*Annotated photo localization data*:
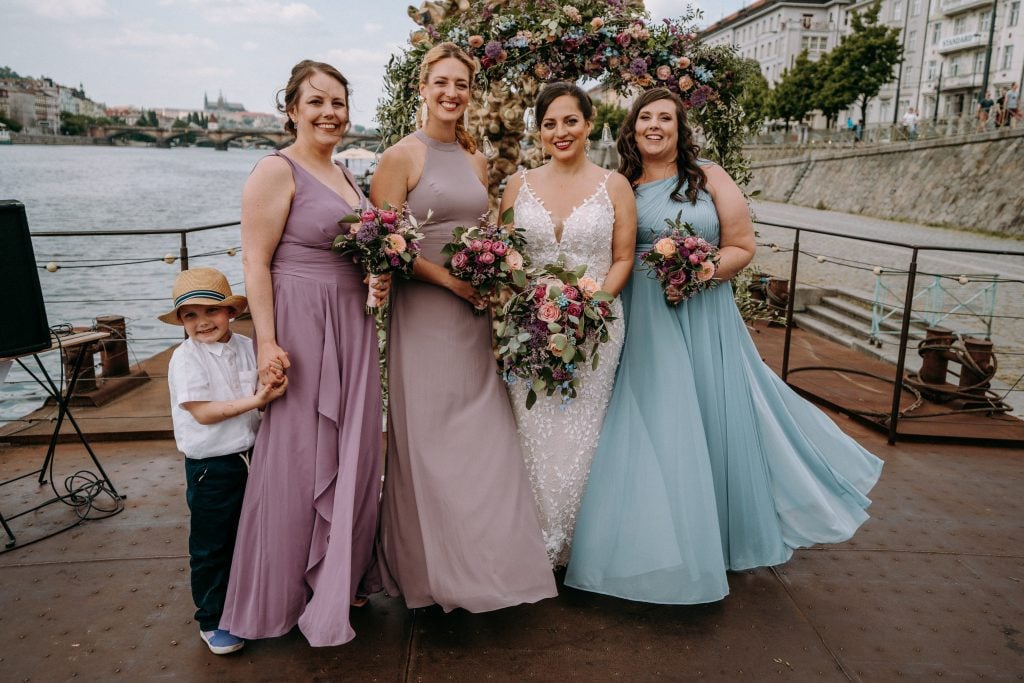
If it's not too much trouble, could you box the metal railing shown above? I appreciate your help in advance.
[759,219,1024,444]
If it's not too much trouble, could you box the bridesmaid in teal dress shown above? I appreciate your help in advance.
[565,88,883,604]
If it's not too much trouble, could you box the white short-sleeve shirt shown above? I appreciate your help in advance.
[167,333,259,459]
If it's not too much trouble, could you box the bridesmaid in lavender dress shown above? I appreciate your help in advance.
[372,43,556,612]
[219,61,389,647]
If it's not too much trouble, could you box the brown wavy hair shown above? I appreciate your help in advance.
[617,88,706,204]
[277,60,350,136]
[418,42,478,154]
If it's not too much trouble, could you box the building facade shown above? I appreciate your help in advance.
[701,0,1024,127]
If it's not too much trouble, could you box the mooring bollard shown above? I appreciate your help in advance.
[960,337,995,396]
[95,315,130,378]
[918,327,954,385]
[61,327,99,394]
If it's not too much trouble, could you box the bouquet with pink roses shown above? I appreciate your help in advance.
[494,262,615,409]
[638,211,719,305]
[441,208,530,315]
[333,203,425,313]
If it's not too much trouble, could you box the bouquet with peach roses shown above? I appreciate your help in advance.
[494,262,615,409]
[638,211,719,305]
[334,203,425,313]
[441,207,530,315]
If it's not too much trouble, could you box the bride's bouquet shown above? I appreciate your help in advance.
[441,208,529,315]
[638,211,719,305]
[495,262,616,409]
[334,203,425,313]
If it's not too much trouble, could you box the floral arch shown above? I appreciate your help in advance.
[377,0,752,200]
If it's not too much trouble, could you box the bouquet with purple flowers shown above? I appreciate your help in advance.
[441,208,530,315]
[494,262,615,409]
[333,203,425,313]
[638,211,719,305]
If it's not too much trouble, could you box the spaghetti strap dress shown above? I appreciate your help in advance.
[566,171,883,604]
[378,131,556,612]
[220,152,382,646]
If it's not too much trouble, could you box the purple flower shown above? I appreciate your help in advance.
[629,57,648,76]
[356,224,379,243]
[484,41,504,59]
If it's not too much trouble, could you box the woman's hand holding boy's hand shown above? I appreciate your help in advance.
[258,341,289,386]
[256,375,288,409]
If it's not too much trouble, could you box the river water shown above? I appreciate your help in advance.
[0,144,275,423]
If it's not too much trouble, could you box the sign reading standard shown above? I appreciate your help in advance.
[940,32,982,52]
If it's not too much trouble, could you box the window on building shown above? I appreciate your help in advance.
[1010,1,1020,27]
[927,60,936,79]
[893,0,903,22]
[931,22,942,45]
[912,0,922,16]
[978,11,990,32]
[951,57,961,76]
[1003,45,1014,69]
[953,16,966,34]
[909,30,917,47]
[802,14,813,29]
[975,51,986,73]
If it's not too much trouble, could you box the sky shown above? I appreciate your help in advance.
[2,0,749,129]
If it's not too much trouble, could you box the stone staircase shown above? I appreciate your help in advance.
[790,287,929,374]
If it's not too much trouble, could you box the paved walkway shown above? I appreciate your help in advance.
[2,323,1022,681]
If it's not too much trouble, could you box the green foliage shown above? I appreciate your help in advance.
[134,112,149,127]
[591,102,627,141]
[59,113,109,136]
[823,0,903,123]
[0,113,23,132]
[0,66,25,79]
[146,110,159,127]
[770,50,819,129]
[733,58,771,134]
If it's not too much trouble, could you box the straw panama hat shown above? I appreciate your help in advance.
[158,267,248,325]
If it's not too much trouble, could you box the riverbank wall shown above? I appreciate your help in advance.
[9,133,111,146]
[745,128,1024,237]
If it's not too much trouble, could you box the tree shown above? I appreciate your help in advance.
[770,50,819,131]
[147,110,159,127]
[0,113,23,132]
[812,51,850,129]
[824,0,903,125]
[135,112,149,127]
[590,102,628,142]
[732,58,771,134]
[0,66,24,79]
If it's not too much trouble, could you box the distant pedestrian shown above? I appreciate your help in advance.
[854,118,864,143]
[900,107,919,141]
[161,267,287,655]
[977,91,994,131]
[1004,83,1019,129]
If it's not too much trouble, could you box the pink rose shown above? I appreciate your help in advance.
[668,269,688,286]
[379,210,397,224]
[478,251,496,265]
[656,65,672,81]
[697,260,717,282]
[468,35,485,48]
[677,56,691,69]
[678,75,694,91]
[384,233,407,255]
[481,240,493,252]
[506,249,524,270]
[590,17,604,30]
[683,236,698,250]
[562,285,580,301]
[616,33,631,47]
[451,251,470,270]
[654,237,677,256]
[491,241,508,256]
[360,209,376,223]
[689,253,702,265]
[469,239,484,252]
[566,302,584,317]
[537,301,561,323]
[577,276,599,296]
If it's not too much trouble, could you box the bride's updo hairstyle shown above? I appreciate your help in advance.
[534,82,595,124]
[277,60,350,136]
[617,87,706,204]
[418,42,478,154]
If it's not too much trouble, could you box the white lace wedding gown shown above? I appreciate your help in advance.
[509,169,625,567]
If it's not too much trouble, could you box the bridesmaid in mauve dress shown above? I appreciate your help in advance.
[372,42,556,612]
[219,61,389,647]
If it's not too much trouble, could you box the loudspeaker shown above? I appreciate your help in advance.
[0,200,51,358]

*PROBLEM*: All the lines above should be reproduced exactly, and none of the pictures.

*SOLVED EXERCISE*:
If it's not too much trouble, could you box the metal railing shown above? I appreciate your help in advance.
[759,219,1024,444]
If it's not too much trouble, could you box the bridesmaid in teal dress shown above? I appreciate your help in advance.
[565,88,883,604]
If it's not too much trouble, could you box the white short-sleeve shirt shown above? I appreciate your help in advance.
[167,333,259,459]
If it's not too much trouble, could you box the bridesmaid in lavender dress shown above? I appreciate your help in advance.
[372,43,556,612]
[219,61,389,647]
If it's not too much trouble, could you box the brown wavy hair shown above? I appreciate your help in advance.
[617,88,706,204]
[277,60,350,136]
[418,42,478,154]
If it's not too much trouble, could you box the building facade shown above? I appreciate your help in advance.
[701,0,1024,127]
If it's not too much trouble, could you box the mooring bollard shown above? I appreciate your help in advance.
[960,337,995,396]
[95,315,130,378]
[918,327,954,385]
[61,327,99,394]
If it's not too much trouble, could you box the bouquet with pink roses shown above? I appreciate your help in advance.
[494,262,615,409]
[638,211,719,305]
[441,208,530,315]
[333,203,425,313]
If it's not too much trouble, could you box the bouquet with peach roses shown above? I appreciate your help in advance.
[494,262,615,409]
[638,211,719,305]
[334,203,425,313]
[441,207,530,315]
If it's not too much trouble, could you box the bride's bouquet shown above? I appreciate your help in advance.
[441,208,529,315]
[638,211,719,305]
[495,262,616,409]
[334,203,425,313]
If it's not too much trouble, could you box the floral arch shown above? I appreciate your help in advance.
[377,0,752,200]
If it's not too much trouble, could you box the bouquet with purple flowers shown above? I appreciate your help in advance.
[441,208,530,315]
[494,262,615,409]
[333,203,425,313]
[638,211,719,305]
If it's not too much trouble, could you box the spaghetti strap dress shown above? I appreciate your help in advance.
[566,171,883,604]
[378,131,556,612]
[220,152,382,646]
If it's not too much trouble, could you box the purple flower shown above? I appreciate your help in advance.
[629,57,648,76]
[356,224,379,243]
[484,41,504,59]
If it's not too much trouble, could you box the woman's hand holding boy's hand shown above? I appreciate your help in advance.
[258,341,289,386]
[256,375,288,409]
If it's not too much trouble, could you box the river water shown above? I appreciate your help in advance.
[0,144,275,423]
If it's not too much trouble, could you box the sign reading standard shown above? I appreciate your help in advance.
[940,32,982,52]
If it's not too much trouble, could you box the window on building shown above? I appreciate your help in advance.
[1010,1,1020,27]
[927,60,936,79]
[893,0,903,22]
[931,22,942,45]
[912,0,922,16]
[978,11,990,32]
[951,57,961,76]
[1003,45,1014,69]
[953,16,966,34]
[909,30,917,47]
[802,14,813,29]
[975,51,986,73]
If it's not too much trouble, could you box the sky shown above? I appreciate your help in advance.
[2,0,749,129]
If it's not too much trouble, could you box the stone staircase shown above? I appreciate your help in advance.
[790,287,929,374]
If it's not too much trouble, could you box the paved walkway shown above? I appreciate your help in advance.
[2,323,1022,681]
If it's not too much trouble, could you box the green foliage shown above? I appreciate your help in advance.
[134,112,149,127]
[591,102,627,141]
[59,113,109,136]
[823,0,903,123]
[0,113,23,132]
[0,66,25,79]
[146,110,159,127]
[770,50,819,129]
[733,58,771,134]
If it's not too much trouble, could you box the straw panama hat shown above? I appreciate your help in advance.
[158,267,248,325]
If it's not too much trouble, could you box the riverbank wall shown above? I appreciate your help in advance.
[9,133,111,146]
[745,128,1024,237]
If it's not too much trouble, could you box the tree shown above? I appreciate your help in advance.
[770,50,819,131]
[147,110,159,127]
[0,113,23,132]
[812,51,850,129]
[824,0,903,125]
[135,112,149,127]
[590,102,628,142]
[732,58,771,134]
[0,66,24,79]
If it's not too much trouble, could you box the distant pedestrian shown above? I appreciate your help in advance.
[854,118,864,143]
[900,107,919,141]
[161,267,287,655]
[977,91,994,131]
[1004,83,1019,129]
If it's not too much trouble, could you box the pink rose shown above? I appreciate your help in advance.
[668,269,688,286]
[379,210,397,224]
[478,251,496,265]
[656,65,672,81]
[697,260,717,282]
[468,35,485,48]
[677,56,691,69]
[678,75,694,91]
[384,233,407,255]
[481,240,493,252]
[506,249,524,270]
[590,17,604,30]
[683,236,698,250]
[562,285,580,301]
[616,33,631,47]
[451,251,470,270]
[654,237,677,256]
[491,241,508,256]
[360,209,376,223]
[689,253,702,265]
[469,239,484,252]
[566,302,584,317]
[537,301,561,323]
[577,276,599,296]
If it's not too much trouble, could you box the bride's updo hairstyle shown above? I appreciate your help in advance.
[534,82,595,124]
[277,60,350,136]
[617,87,706,204]
[418,42,478,154]
If it's not too much trouble, could you box the white lace wedding gown shown above? I appreciate your help in advance.
[509,169,625,567]
If it's not too much trouble, could you box the bridesmaid in mauve dress shown above? I appreciate your help in advance.
[372,42,556,612]
[219,61,389,647]
If it's not too much trouble, could you box the loudspeaker shown above? I appreciate your help in advance.
[0,200,51,358]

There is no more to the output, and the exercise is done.